--- START ---
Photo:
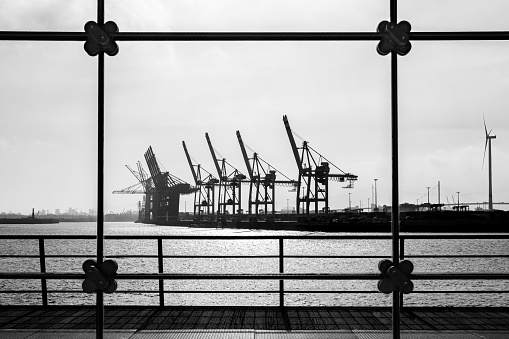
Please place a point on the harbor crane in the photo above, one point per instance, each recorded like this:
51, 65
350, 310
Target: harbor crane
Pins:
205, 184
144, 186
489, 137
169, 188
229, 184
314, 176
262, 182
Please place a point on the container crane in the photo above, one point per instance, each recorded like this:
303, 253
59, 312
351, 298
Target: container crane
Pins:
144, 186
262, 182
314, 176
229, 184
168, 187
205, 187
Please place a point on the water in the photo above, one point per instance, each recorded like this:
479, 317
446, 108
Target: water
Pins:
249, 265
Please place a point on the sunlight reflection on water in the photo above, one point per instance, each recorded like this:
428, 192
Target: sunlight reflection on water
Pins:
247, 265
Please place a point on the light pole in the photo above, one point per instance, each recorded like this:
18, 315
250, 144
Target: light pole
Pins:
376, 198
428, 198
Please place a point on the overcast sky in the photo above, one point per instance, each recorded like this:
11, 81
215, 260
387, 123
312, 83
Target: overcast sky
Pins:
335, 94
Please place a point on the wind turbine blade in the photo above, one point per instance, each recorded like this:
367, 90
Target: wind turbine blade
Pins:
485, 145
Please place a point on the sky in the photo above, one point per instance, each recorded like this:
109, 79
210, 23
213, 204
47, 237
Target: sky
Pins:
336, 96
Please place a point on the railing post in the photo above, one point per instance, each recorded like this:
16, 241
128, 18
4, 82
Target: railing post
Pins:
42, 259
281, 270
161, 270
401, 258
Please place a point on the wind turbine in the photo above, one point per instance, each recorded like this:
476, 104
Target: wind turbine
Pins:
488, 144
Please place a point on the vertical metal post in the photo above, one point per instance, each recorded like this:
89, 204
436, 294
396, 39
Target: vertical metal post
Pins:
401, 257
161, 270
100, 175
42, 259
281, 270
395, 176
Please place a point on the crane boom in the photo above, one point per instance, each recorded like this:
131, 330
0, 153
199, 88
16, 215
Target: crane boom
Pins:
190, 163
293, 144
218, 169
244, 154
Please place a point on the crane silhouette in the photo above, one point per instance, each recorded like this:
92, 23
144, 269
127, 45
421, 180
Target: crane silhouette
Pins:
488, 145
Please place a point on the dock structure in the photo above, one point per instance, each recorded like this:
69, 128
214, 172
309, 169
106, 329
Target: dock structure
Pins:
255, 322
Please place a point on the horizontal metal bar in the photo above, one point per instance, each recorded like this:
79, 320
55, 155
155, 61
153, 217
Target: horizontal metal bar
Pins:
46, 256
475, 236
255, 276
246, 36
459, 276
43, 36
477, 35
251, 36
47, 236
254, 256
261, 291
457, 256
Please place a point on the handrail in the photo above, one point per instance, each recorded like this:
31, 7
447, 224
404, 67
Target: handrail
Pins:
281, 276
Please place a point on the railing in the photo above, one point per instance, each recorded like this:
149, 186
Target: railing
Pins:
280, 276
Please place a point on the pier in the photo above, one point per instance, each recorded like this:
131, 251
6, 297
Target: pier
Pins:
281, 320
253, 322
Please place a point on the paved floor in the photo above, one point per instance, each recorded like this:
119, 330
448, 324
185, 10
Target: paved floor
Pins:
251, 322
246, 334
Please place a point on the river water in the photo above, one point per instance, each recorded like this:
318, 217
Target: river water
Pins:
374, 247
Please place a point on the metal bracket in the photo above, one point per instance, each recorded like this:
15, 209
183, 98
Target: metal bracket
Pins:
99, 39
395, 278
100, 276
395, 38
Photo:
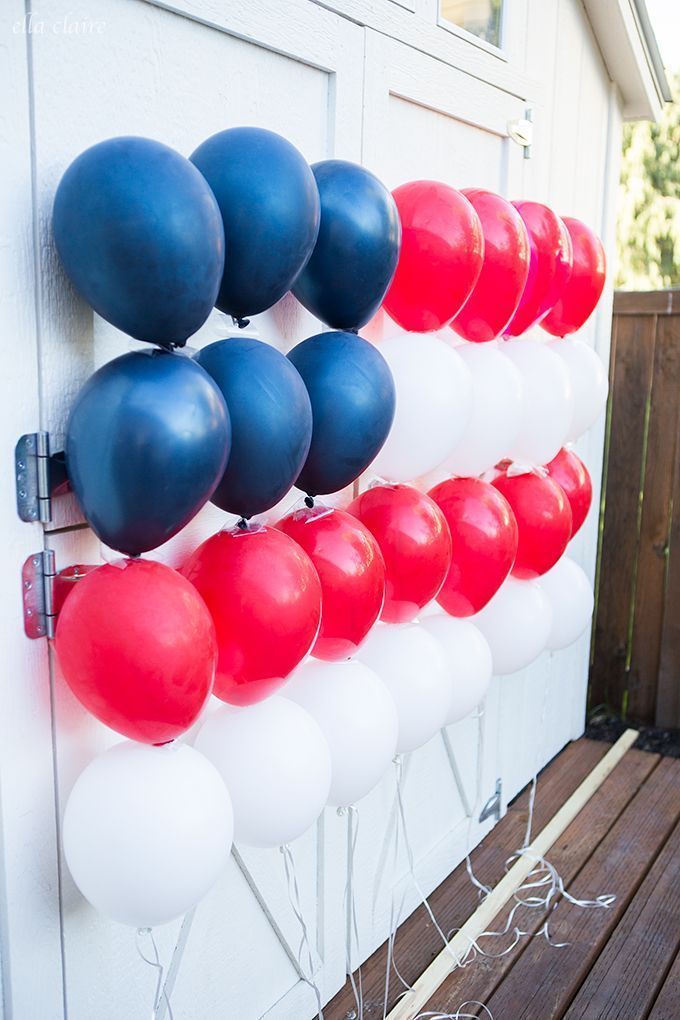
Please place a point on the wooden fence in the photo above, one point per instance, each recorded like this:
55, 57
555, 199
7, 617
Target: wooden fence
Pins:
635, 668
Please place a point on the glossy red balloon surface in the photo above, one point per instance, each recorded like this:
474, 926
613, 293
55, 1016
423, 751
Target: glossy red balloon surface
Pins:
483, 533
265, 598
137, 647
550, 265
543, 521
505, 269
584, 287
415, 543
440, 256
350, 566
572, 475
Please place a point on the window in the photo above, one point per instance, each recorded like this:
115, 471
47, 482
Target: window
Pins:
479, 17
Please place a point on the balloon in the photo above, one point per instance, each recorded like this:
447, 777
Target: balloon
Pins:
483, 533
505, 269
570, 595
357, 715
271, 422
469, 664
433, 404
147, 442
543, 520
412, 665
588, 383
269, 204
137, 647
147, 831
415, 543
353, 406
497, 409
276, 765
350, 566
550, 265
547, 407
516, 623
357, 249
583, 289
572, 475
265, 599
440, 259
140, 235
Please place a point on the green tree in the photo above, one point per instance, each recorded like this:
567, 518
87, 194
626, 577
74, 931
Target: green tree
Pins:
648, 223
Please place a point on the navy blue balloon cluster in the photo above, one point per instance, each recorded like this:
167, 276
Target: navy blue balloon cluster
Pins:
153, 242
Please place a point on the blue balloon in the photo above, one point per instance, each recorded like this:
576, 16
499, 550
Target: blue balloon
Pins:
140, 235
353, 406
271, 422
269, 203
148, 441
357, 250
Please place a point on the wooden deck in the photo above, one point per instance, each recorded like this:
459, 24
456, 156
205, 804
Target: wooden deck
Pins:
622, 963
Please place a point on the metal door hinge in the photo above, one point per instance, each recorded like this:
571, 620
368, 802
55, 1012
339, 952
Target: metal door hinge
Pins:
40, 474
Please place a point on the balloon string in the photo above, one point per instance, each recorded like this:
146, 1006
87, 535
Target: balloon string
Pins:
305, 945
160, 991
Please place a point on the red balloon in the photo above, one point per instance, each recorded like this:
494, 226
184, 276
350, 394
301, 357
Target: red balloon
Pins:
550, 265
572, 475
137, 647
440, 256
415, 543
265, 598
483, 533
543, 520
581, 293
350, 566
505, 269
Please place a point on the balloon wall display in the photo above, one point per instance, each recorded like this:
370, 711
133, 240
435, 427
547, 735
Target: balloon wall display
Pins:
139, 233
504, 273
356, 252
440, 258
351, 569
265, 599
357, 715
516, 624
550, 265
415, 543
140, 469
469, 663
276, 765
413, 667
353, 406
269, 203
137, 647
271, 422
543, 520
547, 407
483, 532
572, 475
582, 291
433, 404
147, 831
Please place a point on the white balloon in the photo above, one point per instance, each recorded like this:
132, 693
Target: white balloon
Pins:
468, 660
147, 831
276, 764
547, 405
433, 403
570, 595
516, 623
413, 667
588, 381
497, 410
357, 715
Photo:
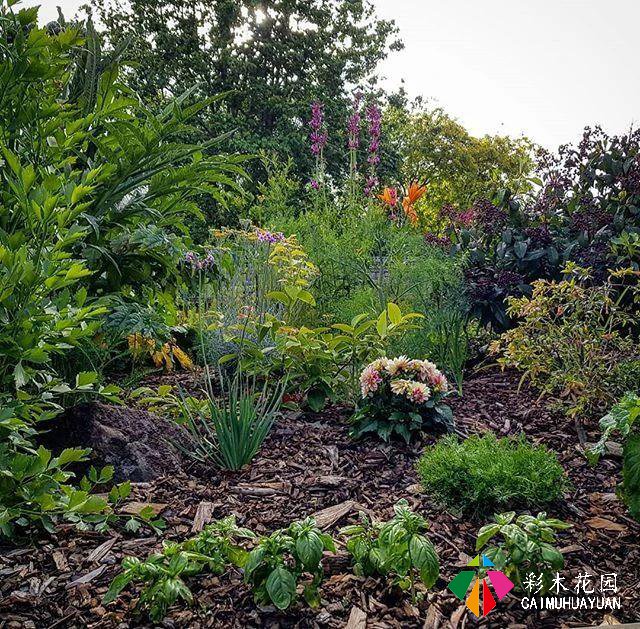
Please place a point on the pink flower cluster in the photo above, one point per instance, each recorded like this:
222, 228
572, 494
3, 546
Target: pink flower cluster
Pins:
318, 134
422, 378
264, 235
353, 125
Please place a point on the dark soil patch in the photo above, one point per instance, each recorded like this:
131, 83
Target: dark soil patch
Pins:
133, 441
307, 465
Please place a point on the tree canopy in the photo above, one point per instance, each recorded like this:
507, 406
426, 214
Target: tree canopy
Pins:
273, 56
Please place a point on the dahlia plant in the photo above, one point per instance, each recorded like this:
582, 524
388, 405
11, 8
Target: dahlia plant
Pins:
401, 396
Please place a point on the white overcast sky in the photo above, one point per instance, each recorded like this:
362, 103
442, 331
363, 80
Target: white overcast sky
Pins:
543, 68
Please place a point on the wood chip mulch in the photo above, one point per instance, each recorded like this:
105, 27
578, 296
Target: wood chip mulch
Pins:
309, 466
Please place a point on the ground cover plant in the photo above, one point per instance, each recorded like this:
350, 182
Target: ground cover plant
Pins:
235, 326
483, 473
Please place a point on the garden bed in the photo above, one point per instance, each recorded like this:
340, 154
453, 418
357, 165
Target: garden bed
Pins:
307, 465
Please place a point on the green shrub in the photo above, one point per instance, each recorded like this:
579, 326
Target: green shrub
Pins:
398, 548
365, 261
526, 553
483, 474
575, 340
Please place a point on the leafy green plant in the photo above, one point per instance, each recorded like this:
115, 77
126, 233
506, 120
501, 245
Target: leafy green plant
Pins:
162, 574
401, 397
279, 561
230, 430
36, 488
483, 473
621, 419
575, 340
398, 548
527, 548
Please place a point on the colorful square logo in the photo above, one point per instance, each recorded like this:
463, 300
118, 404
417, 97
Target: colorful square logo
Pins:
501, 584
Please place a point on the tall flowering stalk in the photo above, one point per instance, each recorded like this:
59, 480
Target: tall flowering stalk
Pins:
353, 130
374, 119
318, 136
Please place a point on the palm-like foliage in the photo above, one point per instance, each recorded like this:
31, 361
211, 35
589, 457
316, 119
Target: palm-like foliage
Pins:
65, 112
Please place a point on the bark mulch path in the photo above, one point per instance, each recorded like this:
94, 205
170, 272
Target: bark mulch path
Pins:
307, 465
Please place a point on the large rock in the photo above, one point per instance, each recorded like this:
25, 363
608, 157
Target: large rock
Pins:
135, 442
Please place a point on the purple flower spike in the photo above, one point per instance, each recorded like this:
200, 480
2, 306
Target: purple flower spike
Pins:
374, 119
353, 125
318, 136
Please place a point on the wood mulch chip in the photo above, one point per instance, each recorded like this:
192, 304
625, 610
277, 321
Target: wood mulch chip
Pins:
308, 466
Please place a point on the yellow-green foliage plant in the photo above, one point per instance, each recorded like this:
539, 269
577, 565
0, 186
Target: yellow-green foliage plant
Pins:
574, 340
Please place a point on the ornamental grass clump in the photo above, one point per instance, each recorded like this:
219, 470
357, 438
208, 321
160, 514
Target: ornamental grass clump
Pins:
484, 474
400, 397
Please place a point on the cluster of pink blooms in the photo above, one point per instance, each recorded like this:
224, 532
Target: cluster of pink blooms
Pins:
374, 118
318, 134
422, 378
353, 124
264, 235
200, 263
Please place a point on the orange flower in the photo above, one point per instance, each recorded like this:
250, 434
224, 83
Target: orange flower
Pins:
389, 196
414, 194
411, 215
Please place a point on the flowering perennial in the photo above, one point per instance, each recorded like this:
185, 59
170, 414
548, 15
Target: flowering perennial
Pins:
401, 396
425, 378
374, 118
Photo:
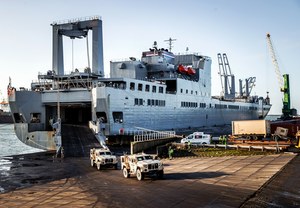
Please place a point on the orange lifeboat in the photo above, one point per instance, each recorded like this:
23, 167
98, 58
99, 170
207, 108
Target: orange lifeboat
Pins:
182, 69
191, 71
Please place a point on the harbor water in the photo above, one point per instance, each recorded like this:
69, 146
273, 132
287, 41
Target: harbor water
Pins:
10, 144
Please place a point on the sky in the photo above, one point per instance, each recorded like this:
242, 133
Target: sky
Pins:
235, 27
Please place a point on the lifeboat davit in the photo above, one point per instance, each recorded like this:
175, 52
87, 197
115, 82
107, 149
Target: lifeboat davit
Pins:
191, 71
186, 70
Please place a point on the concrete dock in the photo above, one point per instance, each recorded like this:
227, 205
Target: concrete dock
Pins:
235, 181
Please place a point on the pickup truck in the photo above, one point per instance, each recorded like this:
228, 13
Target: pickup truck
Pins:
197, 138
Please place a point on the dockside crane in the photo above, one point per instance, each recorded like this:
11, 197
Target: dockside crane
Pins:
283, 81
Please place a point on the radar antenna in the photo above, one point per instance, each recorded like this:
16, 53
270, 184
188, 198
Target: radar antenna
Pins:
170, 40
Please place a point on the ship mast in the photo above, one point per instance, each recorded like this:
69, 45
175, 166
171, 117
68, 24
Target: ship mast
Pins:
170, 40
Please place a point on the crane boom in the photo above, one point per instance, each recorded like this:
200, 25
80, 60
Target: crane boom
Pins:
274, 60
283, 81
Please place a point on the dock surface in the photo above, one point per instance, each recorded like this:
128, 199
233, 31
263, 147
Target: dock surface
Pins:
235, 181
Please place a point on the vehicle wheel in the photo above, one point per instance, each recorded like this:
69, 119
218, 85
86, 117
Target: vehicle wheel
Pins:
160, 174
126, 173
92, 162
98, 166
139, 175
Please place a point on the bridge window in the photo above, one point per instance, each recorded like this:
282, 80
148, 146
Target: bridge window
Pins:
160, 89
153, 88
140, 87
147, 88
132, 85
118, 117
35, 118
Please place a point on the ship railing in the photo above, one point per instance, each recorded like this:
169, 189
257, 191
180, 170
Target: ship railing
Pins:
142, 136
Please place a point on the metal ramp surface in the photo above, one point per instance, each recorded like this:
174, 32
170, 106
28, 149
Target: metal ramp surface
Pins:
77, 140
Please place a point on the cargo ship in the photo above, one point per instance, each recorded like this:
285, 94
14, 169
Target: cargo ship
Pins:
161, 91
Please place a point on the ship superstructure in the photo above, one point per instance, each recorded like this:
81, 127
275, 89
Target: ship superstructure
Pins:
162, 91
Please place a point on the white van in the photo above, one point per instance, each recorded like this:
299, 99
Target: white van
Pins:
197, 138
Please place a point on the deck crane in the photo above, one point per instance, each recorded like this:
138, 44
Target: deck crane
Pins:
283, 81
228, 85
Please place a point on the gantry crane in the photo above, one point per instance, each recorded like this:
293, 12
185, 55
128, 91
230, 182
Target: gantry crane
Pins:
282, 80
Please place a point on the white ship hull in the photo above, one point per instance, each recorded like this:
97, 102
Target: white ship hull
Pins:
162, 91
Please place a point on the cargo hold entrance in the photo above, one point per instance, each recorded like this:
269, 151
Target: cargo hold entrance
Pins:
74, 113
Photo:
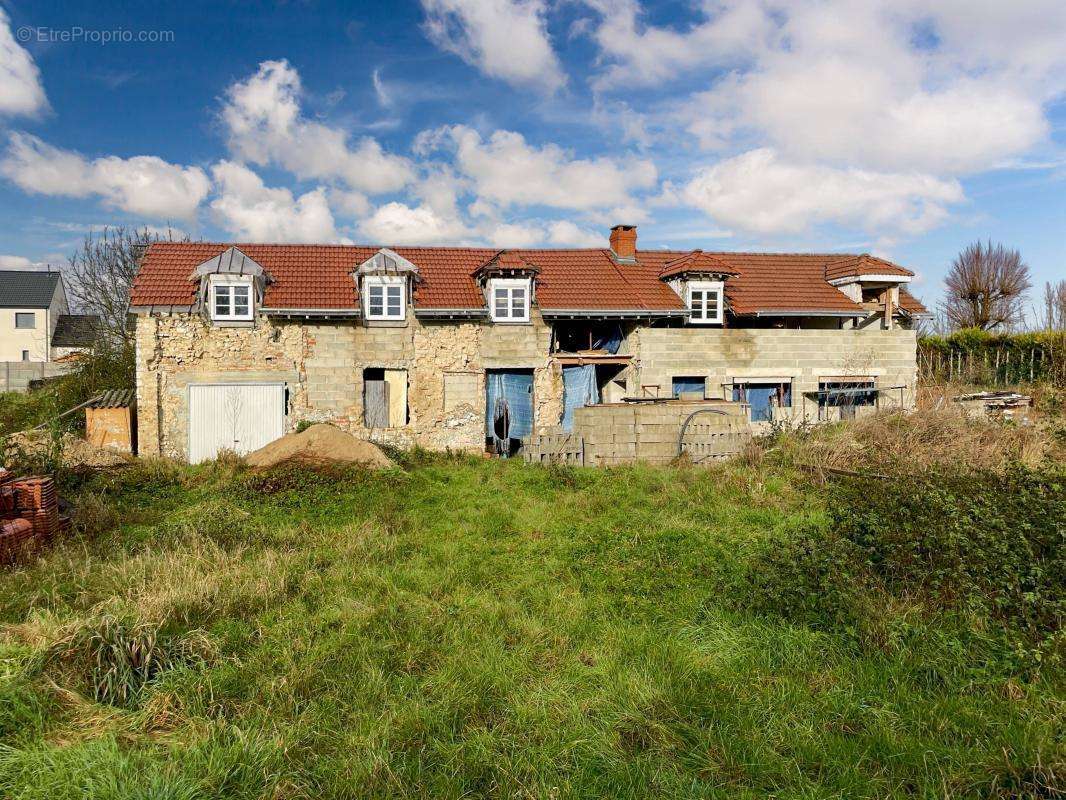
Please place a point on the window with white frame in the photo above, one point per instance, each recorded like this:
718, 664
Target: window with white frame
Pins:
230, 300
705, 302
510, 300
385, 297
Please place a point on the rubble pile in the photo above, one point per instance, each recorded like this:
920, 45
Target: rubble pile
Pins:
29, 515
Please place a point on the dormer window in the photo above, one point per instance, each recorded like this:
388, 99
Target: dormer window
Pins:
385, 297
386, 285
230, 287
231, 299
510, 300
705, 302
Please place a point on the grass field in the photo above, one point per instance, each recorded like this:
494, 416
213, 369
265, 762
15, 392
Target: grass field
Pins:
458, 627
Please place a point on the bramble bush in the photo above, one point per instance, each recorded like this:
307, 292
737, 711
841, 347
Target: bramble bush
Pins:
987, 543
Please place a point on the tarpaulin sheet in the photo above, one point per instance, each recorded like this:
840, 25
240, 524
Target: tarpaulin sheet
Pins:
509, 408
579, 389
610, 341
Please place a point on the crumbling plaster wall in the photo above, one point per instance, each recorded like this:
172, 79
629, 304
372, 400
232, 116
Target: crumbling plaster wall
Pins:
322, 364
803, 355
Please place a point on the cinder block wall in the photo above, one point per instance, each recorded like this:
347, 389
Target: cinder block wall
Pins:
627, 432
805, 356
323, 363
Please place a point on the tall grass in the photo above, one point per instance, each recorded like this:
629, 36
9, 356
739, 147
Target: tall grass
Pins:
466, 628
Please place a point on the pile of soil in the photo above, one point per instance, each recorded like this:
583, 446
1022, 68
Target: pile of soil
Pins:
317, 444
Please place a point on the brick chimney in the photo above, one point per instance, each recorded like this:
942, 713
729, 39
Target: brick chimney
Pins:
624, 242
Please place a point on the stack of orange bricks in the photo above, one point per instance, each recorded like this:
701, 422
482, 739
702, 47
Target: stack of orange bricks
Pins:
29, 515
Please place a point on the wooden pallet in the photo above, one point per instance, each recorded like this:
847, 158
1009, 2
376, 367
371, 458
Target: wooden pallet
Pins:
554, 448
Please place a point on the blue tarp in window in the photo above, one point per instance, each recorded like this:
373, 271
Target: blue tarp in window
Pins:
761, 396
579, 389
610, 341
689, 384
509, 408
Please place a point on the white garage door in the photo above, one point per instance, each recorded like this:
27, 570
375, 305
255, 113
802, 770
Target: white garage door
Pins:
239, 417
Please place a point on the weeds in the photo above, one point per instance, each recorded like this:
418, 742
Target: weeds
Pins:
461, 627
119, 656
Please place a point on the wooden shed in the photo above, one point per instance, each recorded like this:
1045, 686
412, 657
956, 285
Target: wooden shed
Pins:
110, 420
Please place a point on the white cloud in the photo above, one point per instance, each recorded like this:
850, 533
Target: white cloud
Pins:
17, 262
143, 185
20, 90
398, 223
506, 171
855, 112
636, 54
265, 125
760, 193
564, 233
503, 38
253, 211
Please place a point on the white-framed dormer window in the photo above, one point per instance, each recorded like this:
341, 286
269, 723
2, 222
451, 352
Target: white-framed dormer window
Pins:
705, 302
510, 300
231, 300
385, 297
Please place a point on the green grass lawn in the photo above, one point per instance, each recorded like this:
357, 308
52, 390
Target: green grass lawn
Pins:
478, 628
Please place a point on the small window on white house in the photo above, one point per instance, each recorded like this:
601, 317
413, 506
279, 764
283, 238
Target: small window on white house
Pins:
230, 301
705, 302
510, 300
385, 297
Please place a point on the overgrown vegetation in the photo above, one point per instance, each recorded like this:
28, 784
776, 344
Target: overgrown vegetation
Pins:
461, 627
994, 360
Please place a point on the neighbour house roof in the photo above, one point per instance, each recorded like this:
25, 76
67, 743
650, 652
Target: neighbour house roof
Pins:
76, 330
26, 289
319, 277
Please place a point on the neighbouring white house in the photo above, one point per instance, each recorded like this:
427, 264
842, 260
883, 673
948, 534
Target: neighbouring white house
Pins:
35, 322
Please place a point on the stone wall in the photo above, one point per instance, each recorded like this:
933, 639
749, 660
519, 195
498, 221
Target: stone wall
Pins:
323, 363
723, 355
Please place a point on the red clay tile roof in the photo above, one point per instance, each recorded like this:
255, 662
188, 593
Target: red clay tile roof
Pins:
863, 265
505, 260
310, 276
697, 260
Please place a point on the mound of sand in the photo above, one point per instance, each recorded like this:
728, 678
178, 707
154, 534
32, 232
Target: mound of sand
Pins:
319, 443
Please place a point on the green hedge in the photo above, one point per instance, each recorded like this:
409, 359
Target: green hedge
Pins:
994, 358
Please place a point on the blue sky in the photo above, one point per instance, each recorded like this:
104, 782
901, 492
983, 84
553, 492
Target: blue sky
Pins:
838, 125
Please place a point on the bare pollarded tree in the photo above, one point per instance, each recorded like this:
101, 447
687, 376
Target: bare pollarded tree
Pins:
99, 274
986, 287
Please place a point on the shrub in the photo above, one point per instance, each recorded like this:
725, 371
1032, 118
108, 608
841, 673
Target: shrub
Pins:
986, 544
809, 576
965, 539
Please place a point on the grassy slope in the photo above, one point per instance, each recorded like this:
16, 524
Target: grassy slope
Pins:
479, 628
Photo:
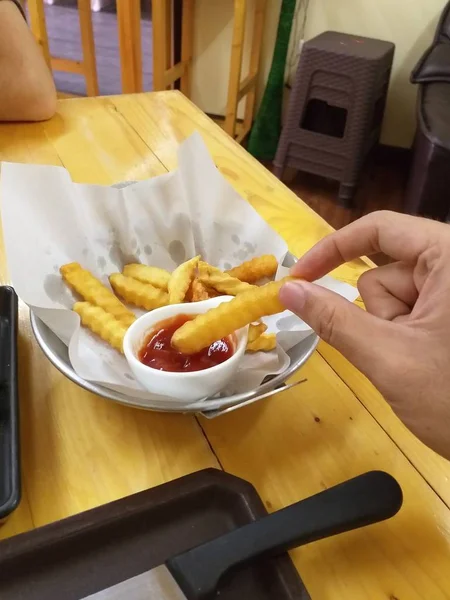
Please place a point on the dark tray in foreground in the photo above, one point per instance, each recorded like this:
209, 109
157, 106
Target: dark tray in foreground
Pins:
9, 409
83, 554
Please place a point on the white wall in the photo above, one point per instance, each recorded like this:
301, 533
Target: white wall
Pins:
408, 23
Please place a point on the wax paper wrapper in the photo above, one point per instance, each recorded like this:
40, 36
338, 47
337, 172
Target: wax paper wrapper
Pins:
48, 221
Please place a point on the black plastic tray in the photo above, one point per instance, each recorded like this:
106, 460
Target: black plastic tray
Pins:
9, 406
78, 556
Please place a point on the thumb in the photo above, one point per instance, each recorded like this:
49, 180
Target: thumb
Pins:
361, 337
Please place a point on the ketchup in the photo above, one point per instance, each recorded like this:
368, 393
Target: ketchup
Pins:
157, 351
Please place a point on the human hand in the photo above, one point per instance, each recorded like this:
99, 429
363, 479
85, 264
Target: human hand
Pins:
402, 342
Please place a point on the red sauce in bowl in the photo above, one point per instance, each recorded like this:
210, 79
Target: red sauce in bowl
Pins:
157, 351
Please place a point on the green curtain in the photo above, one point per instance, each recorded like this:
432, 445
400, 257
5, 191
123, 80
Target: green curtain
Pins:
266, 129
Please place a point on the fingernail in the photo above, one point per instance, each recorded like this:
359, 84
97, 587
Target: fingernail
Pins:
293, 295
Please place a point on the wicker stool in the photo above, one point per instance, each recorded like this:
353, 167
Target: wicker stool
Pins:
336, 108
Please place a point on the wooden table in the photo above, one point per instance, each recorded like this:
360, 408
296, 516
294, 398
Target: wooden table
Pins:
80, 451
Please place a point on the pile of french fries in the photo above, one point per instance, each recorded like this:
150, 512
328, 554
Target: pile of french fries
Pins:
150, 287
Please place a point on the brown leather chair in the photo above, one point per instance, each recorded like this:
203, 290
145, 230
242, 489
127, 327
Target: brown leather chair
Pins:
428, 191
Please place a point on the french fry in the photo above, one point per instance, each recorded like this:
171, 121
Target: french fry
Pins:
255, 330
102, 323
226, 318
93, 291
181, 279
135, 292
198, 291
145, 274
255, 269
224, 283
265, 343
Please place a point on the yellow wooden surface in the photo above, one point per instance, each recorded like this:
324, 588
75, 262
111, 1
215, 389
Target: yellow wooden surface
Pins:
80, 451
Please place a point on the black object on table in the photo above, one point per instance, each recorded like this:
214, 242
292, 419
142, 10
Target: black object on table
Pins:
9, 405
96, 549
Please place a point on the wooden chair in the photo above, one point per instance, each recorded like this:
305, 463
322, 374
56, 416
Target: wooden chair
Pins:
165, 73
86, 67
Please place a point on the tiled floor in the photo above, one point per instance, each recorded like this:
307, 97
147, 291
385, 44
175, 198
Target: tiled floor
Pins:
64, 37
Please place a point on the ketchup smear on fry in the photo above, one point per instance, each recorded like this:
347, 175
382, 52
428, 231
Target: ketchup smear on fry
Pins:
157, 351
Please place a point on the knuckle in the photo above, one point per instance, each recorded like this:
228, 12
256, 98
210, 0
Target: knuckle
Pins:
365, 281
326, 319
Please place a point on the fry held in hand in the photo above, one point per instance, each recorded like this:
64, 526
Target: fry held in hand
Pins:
--- END ---
WORK INSTRUCTIONS: Lines from the one containing "Please place a point on the ketchup smear" through the final line are to be given again verbatim, with nothing before or after.

CORRECT RESPONSE:
Please place a point on the ketchup smear on fry in the photo above, one point per instance, each recorded like this:
347, 175
382, 52
428, 231
Target: ketchup smear on fry
Pins:
157, 351
Please place a point on the knuckle in the photo above, one point per instance, each recorded like this:
228, 12
256, 98
210, 0
Target: knuckle
Pins:
365, 281
326, 319
Please place a point on the fry held in hand in the photo above, one point per instance, each recorded like this:
64, 526
Target: fry held in hand
Pins:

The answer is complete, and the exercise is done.